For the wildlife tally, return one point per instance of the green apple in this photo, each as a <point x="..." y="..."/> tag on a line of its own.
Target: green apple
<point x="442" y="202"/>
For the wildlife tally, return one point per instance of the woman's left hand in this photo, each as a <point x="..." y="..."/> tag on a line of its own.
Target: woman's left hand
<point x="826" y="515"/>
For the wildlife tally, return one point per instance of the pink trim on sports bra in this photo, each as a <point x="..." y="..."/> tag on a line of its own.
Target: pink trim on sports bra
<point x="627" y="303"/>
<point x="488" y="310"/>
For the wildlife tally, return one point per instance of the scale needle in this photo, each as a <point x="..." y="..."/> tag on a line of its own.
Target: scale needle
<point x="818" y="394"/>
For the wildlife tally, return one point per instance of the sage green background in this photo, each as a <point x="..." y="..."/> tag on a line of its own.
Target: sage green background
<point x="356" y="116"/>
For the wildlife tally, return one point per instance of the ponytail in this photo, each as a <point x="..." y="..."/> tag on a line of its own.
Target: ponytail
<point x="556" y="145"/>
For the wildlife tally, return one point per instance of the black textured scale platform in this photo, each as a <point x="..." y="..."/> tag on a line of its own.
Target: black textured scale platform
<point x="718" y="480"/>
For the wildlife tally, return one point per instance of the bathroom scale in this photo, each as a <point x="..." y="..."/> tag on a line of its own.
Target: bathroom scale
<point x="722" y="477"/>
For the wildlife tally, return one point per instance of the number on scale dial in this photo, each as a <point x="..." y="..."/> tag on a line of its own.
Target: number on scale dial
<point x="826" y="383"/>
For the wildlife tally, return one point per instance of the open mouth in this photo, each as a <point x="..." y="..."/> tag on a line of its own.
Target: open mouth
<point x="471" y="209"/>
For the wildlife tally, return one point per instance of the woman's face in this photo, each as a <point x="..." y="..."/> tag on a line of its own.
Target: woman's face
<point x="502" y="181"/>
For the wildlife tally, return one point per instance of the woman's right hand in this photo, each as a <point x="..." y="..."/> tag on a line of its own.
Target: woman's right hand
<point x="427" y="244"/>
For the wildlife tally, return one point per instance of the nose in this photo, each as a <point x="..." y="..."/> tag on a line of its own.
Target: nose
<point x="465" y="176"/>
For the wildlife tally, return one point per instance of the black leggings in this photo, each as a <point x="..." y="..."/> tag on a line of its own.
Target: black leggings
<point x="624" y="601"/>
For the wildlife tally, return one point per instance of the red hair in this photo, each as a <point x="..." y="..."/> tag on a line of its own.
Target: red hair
-=-=-=-=-
» **Your objective**
The answer should contain every line of the data, unchanged.

» **Result**
For the wildlife tally, return one point per instance of the green apple in this photo, each as a <point x="..." y="..."/> tag on a line of its own.
Target: green apple
<point x="442" y="202"/>
For the wildlife tally, return one point per instance of the woman's left hand in this photo, each as a <point x="..." y="..."/> tag on a line of its own.
Target: woman's left hand
<point x="826" y="515"/>
For the wildlife tally, return one point per instance of the pink trim on sports bra in this photo, each as a <point x="..." y="..."/> tag on a line of its own.
Target: pink trim on sports bra
<point x="627" y="303"/>
<point x="488" y="310"/>
For the wildlife tally, return one point per instance of the scale needle in this photo, each as a <point x="..." y="..."/> tag on a line of its own.
Target: scale needle
<point x="818" y="394"/>
For the wildlife tally, return one point per instance of the sage green background in this photo, each as a <point x="..." y="..."/> tag on a line of its own.
Target: sage green background
<point x="356" y="116"/>
For the wildlife tally, return one point per instance of the ponytail in this photo, each as a <point x="..." y="..."/> tag on a line of its own.
Target: ponytail
<point x="556" y="145"/>
For the wildlife tally, return one point per instance of the black textured scale platform in this photo, each as a <point x="..." y="..."/> tag on a line of its own.
Target: black textured scale platform
<point x="718" y="480"/>
For the wildlife tally, return one point per instance of the bathroom scale in this photo, each as a <point x="..." y="..."/> tag on a line of its own.
Target: bathroom scale
<point x="722" y="477"/>
For the wildlife tally, return one point per instance of the number on scale dial in this photo, each as a <point x="..." y="..."/> tag on a line of its own.
Target: number on scale dial
<point x="826" y="383"/>
For the wildlife tally, return one point per instance of the open mouth in this photo, each as a <point x="..." y="..."/> tag on a line of its own.
Target: open mouth
<point x="471" y="209"/>
For the wildlife tally, return one point per instance of the woman's face in this photo, each as a <point x="..." y="..."/> tag on a line of its own.
Target: woman's face
<point x="502" y="181"/>
For the wildlife tally, return one point per instance of the woman's right hand in this photo, each as a <point x="..." y="..."/> tag on a line of its own.
Target: woman's right hand
<point x="427" y="244"/>
For the wildlife tally, return one point per instance of the nose in this photo, each as a <point x="..." y="..."/> tag on a line of its own.
Target: nose
<point x="465" y="176"/>
For the wildlife tally, return one point per instance of the black leggings in this photo, each as a <point x="..." y="..."/> tag on a line of its own.
Target: black leggings
<point x="624" y="601"/>
For the wildlife tally, return one point per instance of the red hair in this photo, each as a <point x="..." y="..."/> tag on a line of its own.
Target: red hair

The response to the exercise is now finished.